* [Text]:

==================================================

Intu warns on collapse after £2bn loss

Intu administration CVA
// Intu warns on possibility of going bust after £2bn loss in 2019
// Intu said the results reflect on the ongoing challenges in the market
// The estimated value of Intu’s portfolio of shopping centres dropped 22% to £6.6bn

Struggling shopping centre owner Intu has warned it could go bust if it does not secure further funds.

In the year ended December 31, 2019, the Trafford Centre and Lakeside owner posted a £2 billion loss, up from £1.17 billion the year before.

Intu said the results were reflective of the ongoing challenges in the market, particularly the increased level of administrations and CVAs exacerbated by weak consumer confidence.


Meanwhile, the estimated value of Intu’s portfolio of shopping centres dropped by 22 per cent to £6.6 billion.

The shopping centre giant flagged a “material uncertainty in relation to Intu’s ability to continue as a going concern”.

However, it said it had options, including selling off more assets, refinancing its £4.5 billion debt and negotiating with its lenders.

Despite this, footfall numbers increased by 0.3 per cent, compared with a reduction of 1.6 per cent in the previous year.

Like-for-like net rental income reduced by 9.1 per cent in 2019, with Intu Derby being the main contributor.

Over half the change come from CVA and administration processes which were predominantly agreed in the first half of the year.

Intu said it expected its net rental income to fall further this year on a like-for-like basis, but by a lower amount than in 2019.

==================================================

* [Supplied records]:
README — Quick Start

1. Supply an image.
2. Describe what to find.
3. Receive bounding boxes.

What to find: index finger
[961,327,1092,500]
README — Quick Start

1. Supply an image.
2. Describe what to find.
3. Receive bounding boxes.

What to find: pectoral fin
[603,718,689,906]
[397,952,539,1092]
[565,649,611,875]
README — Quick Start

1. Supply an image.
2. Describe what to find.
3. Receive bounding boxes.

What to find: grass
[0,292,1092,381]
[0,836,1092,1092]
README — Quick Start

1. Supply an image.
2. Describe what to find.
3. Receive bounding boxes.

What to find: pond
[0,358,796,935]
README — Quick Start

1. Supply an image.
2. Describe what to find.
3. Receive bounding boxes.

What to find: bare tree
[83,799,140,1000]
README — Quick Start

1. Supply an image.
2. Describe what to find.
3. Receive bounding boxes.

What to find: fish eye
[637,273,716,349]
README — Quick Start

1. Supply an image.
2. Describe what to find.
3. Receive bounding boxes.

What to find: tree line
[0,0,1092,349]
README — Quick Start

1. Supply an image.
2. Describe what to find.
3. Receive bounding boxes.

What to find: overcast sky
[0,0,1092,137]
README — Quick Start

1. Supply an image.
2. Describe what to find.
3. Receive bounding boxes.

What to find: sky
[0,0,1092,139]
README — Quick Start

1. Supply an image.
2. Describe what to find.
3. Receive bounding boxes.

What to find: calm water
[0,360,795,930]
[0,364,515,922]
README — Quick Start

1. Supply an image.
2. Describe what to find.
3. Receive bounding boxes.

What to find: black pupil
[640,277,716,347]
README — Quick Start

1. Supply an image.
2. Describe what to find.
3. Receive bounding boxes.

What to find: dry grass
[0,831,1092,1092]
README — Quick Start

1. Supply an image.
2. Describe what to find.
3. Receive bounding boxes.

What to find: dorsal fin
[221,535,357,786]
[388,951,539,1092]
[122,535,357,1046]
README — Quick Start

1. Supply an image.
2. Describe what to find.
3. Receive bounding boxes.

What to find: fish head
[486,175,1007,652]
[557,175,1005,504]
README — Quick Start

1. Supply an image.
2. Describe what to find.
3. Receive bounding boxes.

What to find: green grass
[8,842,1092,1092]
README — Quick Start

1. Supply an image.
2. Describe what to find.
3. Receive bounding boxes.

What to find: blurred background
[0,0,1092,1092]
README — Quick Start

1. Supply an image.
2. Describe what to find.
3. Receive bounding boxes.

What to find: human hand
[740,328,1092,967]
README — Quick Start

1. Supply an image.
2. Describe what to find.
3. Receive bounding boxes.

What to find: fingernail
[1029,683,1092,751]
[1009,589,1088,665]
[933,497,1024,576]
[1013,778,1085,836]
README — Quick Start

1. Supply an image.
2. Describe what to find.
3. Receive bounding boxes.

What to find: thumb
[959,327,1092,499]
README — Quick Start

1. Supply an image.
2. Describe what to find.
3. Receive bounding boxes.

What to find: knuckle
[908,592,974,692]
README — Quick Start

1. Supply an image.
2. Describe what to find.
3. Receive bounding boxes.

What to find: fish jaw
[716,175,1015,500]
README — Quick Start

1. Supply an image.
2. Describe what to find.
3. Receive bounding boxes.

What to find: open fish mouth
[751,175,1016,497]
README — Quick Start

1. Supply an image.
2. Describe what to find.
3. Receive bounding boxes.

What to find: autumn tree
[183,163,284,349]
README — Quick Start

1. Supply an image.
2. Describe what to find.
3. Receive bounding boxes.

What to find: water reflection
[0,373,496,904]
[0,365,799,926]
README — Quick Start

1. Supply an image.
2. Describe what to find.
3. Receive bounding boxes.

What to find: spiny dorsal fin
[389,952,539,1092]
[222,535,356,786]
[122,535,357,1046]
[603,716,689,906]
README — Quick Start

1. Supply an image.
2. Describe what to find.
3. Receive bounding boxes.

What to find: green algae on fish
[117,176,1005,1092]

==================================================

* [Short task]:
In the article about Intu, what loss did the company post for the year ended December 31, 2019? The records aren't needed for this.

* [In response]:
A £2 billion loss.